**Task goal**
The required answer is an exact copy of the records below, without pictures.

● ● ● ● ● ● ●

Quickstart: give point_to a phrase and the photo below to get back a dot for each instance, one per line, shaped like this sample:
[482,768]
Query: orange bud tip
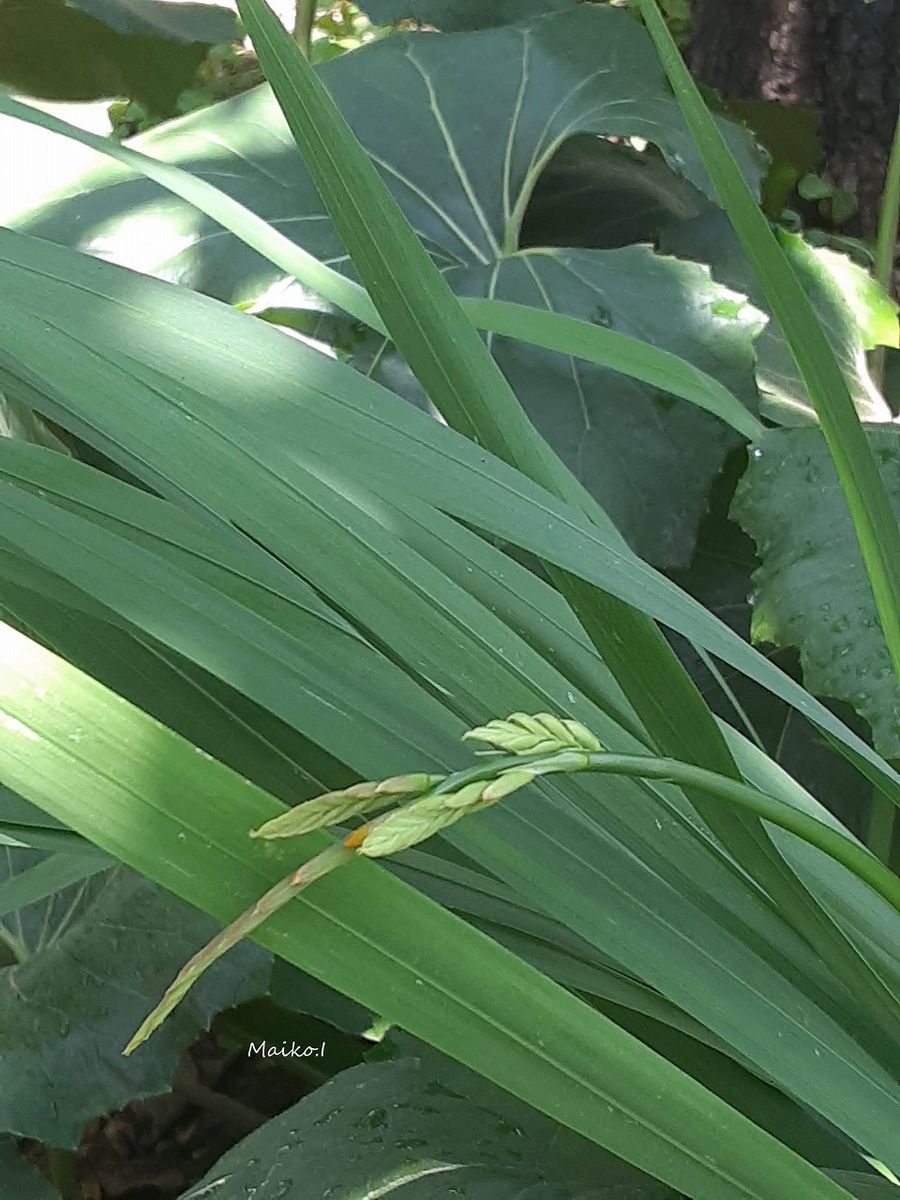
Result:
[355,839]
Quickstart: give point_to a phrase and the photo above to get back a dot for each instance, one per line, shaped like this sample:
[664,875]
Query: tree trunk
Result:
[840,57]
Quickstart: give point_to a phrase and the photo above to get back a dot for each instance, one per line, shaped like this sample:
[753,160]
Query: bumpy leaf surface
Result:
[813,591]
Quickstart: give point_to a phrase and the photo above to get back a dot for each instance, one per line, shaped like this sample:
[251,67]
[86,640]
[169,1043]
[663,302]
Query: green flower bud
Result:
[505,784]
[331,808]
[466,797]
[407,827]
[408,785]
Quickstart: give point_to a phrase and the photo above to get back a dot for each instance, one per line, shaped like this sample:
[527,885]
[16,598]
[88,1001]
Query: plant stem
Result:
[886,240]
[61,1164]
[304,21]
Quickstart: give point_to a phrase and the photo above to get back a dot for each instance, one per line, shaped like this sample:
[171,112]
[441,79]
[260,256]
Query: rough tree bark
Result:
[841,57]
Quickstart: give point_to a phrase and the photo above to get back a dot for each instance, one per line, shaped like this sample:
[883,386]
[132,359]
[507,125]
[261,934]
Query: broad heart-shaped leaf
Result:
[99,957]
[22,1180]
[649,459]
[479,115]
[598,193]
[425,1128]
[853,310]
[148,49]
[459,15]
[811,587]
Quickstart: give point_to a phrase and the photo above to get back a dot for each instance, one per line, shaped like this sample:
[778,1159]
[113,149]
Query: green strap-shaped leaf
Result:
[124,784]
[874,521]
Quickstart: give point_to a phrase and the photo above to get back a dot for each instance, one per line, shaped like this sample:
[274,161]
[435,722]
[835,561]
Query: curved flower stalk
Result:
[517,750]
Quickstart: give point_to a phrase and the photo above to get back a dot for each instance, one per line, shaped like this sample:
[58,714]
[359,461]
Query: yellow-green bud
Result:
[407,827]
[408,785]
[467,796]
[505,784]
[330,808]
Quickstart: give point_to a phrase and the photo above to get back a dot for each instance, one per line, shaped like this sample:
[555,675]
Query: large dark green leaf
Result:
[481,114]
[459,15]
[96,958]
[647,457]
[19,1179]
[423,1127]
[865,1187]
[811,587]
[163,18]
[83,49]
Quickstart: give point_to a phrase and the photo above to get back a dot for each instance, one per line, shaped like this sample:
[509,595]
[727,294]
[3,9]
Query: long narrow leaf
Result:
[874,520]
[378,941]
[553,331]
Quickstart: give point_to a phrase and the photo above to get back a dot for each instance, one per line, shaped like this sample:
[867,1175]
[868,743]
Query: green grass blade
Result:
[581,340]
[874,520]
[372,937]
[461,378]
[553,331]
[49,876]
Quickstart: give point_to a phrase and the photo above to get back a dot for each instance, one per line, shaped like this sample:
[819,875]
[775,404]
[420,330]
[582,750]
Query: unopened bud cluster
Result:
[433,803]
[541,733]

● ● ● ● ● ● ●

**Response box**
Quickstart: give point_to a phrase and the photo below to get back a dot for each instance, one per line, shaped like this sample:
[482,768]
Query: orange bud tip
Result:
[355,839]
Quickstart: give point_to a phrase and the photo above to get back a dot for each instance, one per line, shaped like this sample:
[664,875]
Query: tree trunk
Result:
[840,57]
Quickstart: give point_to a phrase and the photo above to get back a dot for each instance, one per line, shaped like this sample:
[753,160]
Query: bumpy leaf surface
Result:
[813,591]
Quickstart: give point_to a phrase and the photo above to get back a dot for each instance, one per line, shaped like this sample:
[251,67]
[86,640]
[169,1043]
[663,302]
Query: green flower bud
Result:
[505,784]
[331,808]
[466,797]
[407,827]
[408,785]
Quickstart: give point_to a phrase and the photo above to get back a dot for each instance, one per line, shaped like this sample:
[527,885]
[16,598]
[88,1001]
Query: plant stem
Result:
[886,240]
[61,1164]
[304,21]
Quickstart: give point_to a phrase and the photo above to get back a dot for each instance, one per line, shaped like this sample:
[171,112]
[441,79]
[260,256]
Query: rough tree bark
Result:
[841,57]
Quickstart: give point_to a phrase and the photo above to get back a dot for each instance, one per line, shaped like this sample:
[883,386]
[132,359]
[507,125]
[261,934]
Query: broad heart-shaped leaf
Result:
[99,957]
[22,1180]
[649,459]
[479,115]
[598,193]
[425,1128]
[853,310]
[148,49]
[459,15]
[811,587]
Quickstart: give point_to a phrase and the photo above to get back a dot for each instance, one per line, shaped like this sample:
[778,1159]
[113,149]
Query: green strap-shaped leaf
Result:
[124,784]
[874,521]
Quickstart: give point_to a phrase and the photo above to get back a dot for each instance, one per line, shaped like this sample:
[274,161]
[435,722]
[835,561]
Query: curved flower stalk
Result:
[517,750]
Quickstart: give point_to a phrase and the photo above to get back a dot for each instance, one per line, shaped like this sample:
[58,714]
[359,461]
Query: yellow-green bud
Result:
[407,827]
[408,785]
[467,796]
[505,784]
[330,808]
Quickstart: give point_to a phrase and the photo above to get back a dot for each instance, one per line, shaped like this sample:
[555,675]
Query: large dark green leaf
Result:
[481,114]
[459,15]
[96,958]
[647,457]
[19,1179]
[423,1127]
[865,1187]
[811,587]
[163,18]
[83,49]
Quickstart: give point_to a phrase and the photo above to get back a dot for each instance, one per line, shaped like this sample:
[509,595]
[727,294]
[3,9]
Query: long narrow leaf
Result:
[874,520]
[378,941]
[553,331]
Quickstart: give point_to a phrase and the photo above to get back a dot for each instance, one per line, shaped like this sample:
[867,1175]
[868,743]
Query: green grass blade
Result:
[581,340]
[874,520]
[372,937]
[461,378]
[553,331]
[49,876]
Quickstart: give point_to a phrase and the photo above to get back a dot for each instance, one per line, shaped like this sample:
[819,875]
[775,404]
[420,330]
[582,750]
Query: unopened bud cluster
Result:
[433,803]
[541,733]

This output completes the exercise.